As another example, as shown in Fig. 3b, a microdisk resonator is simulated when its resonant mode is excited at its resonant wavelength by a bus waveguide with a $0.3\mu m\times 0.4\mu m$ cross-section. The excited mode is TE, and using the same grid size of 25 nm for both solvers, the runtime of the JVIE and FDTD solvers is measured for different radii of the microdisk, as shown in Fig. 3d. A first-level circulant preconditioner is applied to the bus waveguide, and a second-level circulant preconditioner is applied to the disk in the JVIE solver. To more accurately represent the curvature of the microdisk (as shown in Fig. 3b) on a Cartesian voxel grid, dielectric averaging was used by applying a Gaussian smoothing kernel ³³. The difference in resonant wavelength between our dielectric averaging approach and that used by the FDTD solver was less than 10 nanometers. The structure in each solver was excited at resonance for 4 different radii. Figs. 3e, and 3f show the magnitude of the magnetic field for $R=1.9\mu m$ achieved from the JVIE and FDTD solvers, respectively. Their computational times are measured and shown in Fig. 3d. The times required to reach convergence of the FDTD solver are significantly larger than those of the JVIE, as expected, since the FDTD solver must run enough time-steps for the energy to escape the resonator, resulting in a prolonged simulation time and slow convergence. On the other hand, since JVIE is a frequency-domain solver, it does not suffer from this problem. Thus, we expect that it can be very useful for simulating devices with resonances or other energy-trapping structures that cannot be handled easily via other frequency-domain approaches. The timing of the FDFD solver for these large structures was not included due to being unable to reach convergence in a reasonable amount of time.

In conclusion, JVIE proves to be a faster solver compared to finite-difference solvers for large-scale 3D simulations, making it a promising alternative simulation technique for the inverse design of nanophotonic devices.

3 Inverse Design of Nanophotonic Structures

Three nanophotonic devices are designed using the JVIE solver to demonstrate its potential for inverse design: a 3dB power splitter, a dual-wavelength Bragg grating, and a selective mode reflector. Note that the comprehensive description of the selective mode reflector example is provided in the Supporting Information, section S4. In general, the optimization process includes defining a cost function that represents the performance of the structure, calculating the gradient of the cost function with respect to the design parameters, and finally, using an appropriate gradient-based optimizer to adjust the design parameters in order to minimize the cost function and improve the device’s performance.

============================================================

**Set exercise 1:** Count the lines in the records below that contain the word "feather", treating uppercase and lowercase as different, and give only the number.

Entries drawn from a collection

============================================================

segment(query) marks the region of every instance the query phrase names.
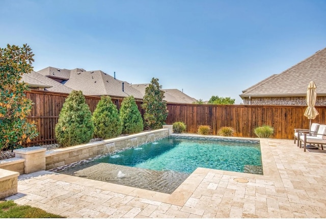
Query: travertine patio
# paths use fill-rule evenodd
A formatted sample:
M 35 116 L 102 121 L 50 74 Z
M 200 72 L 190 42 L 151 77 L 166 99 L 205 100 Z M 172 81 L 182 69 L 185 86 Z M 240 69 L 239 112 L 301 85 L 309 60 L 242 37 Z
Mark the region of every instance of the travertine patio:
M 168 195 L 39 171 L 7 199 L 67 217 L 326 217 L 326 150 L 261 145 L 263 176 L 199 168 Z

============================================================

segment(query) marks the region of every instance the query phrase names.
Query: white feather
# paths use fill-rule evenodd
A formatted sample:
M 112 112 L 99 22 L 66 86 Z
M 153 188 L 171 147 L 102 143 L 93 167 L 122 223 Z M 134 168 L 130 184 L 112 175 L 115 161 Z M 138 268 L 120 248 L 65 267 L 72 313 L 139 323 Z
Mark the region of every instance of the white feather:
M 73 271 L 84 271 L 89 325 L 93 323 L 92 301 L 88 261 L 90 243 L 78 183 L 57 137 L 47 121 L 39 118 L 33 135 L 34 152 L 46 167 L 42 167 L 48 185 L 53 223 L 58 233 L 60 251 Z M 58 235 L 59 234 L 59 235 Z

============================================================

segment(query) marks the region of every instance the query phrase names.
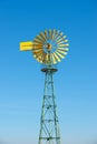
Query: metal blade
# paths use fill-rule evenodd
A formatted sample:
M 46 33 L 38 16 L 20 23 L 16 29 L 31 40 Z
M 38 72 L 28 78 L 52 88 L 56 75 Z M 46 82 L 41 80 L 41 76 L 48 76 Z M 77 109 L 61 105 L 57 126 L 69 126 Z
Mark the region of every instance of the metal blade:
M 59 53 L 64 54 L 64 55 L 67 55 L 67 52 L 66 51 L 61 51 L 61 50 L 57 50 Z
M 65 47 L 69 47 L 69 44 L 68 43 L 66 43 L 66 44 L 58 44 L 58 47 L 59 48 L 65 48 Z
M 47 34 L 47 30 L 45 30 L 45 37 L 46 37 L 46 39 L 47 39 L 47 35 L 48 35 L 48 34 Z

============================================================

**Set exercise 2:** Copy the passage above on the JVIE solver word for word, from "Three nanophotonic devices" to "the device’s performance.".

**Finished answer 1:** 2

**Finished answer 2:**
Three nanophotonic devices are designed using the JVIE solver to demonstrate its potential for inverse design: a 3dB power splitter, a dual-wavelength Bragg grating, and a selective mode reflector. Note that the comprehensive description of the selective mode reflector example is provided in the Supporting Information, section S4. In general, the optimization process includes defining a cost function that represents the performance of the structure, calculating the gradient of the cost function with respect to the design parameters, and finally, using an appropriate gradient-based optimizer to adjust the design parameters in order to minimize the cost function and improve the device’s performance.